== Enunciado ==
Cita del fragmento sobre el Yo superior y el yo inferior el pasaje que va de "La voz interna, nuestra" a "cambio de actitud.", ambos incluidos.

== Fragmento de la fuente ==

Nuestra conciencia de ser una dualidad, constituida por un Yo superior interno y un yo inferior externo está basada en la ignorancia. No somos dos entidades sino una sola. Somos el Yo divino y ningún otro.
Su mundo es nuestro mundo y su vida es nuestra vida. Lo que sucede es que cuando infundimos nuestra divina conciencia en los cuerpos por cuyo medio hemos de adquirir ciertas experiencias nos identificamos con estos cuerpos y olvidamos lo que realmente somos. Entonces, la aprisionada conciencia, esclava de los tres cuerpos, sigue los deseos de estos cuerpos, y la llamamos el yo inferior o personalidad.
La voz interna, nuestra verdadera voz es el llamamiento del Yo superior, y se entabla la penosa lucha entre el ego y la personalidad, equivalente a una verdadera crucifixión. Sin embargo, la mayor parte de este sufrimiento proviene de la ignorancia y cesa cuando comprendemos nuestra verdadera naturaleza, lo cual denota un completo cambio de actitud.

Datos de origen
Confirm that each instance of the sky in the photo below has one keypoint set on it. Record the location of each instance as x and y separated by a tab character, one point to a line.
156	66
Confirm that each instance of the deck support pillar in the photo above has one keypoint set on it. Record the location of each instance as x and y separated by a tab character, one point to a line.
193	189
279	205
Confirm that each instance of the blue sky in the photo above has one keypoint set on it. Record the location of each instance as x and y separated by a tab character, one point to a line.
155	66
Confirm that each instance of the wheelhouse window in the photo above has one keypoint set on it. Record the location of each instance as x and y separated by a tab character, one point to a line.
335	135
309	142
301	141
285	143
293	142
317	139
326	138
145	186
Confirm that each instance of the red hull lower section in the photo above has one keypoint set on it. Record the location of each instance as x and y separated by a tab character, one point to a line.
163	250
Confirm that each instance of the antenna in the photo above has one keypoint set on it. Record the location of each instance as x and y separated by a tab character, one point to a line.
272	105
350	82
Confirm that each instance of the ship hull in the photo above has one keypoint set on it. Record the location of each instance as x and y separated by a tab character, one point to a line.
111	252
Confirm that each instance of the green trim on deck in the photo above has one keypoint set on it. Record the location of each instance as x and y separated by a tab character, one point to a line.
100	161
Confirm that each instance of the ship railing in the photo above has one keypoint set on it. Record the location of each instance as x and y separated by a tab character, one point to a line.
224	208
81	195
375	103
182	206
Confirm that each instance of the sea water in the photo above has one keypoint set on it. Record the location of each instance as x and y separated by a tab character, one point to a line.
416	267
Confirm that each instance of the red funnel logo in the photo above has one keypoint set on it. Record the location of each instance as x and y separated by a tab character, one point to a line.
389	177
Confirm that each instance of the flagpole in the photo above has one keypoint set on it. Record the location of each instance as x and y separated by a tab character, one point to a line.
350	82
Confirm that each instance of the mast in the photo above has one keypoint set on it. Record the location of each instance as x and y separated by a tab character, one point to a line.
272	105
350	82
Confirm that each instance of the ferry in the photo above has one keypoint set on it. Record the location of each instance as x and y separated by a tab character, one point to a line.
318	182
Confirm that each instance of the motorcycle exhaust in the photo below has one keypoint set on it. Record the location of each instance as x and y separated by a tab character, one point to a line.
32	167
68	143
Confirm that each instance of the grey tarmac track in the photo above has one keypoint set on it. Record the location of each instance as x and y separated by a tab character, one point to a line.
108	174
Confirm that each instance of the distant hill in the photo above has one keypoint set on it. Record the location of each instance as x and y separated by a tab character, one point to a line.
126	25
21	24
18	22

== Solución ==
La voz interna, nuestra verdadera voz es el llamamiento del Yo superior, y se entabla la penosa lucha entre el ego y la personalidad, equivalente a una verdadera crucifixión. Sin embargo, la mayor parte de este sufrimiento proviene de la ignorancia y cesa cuando comprendemos nuestra verdadera naturaleza, lo cual denota un completo cambio de actitud.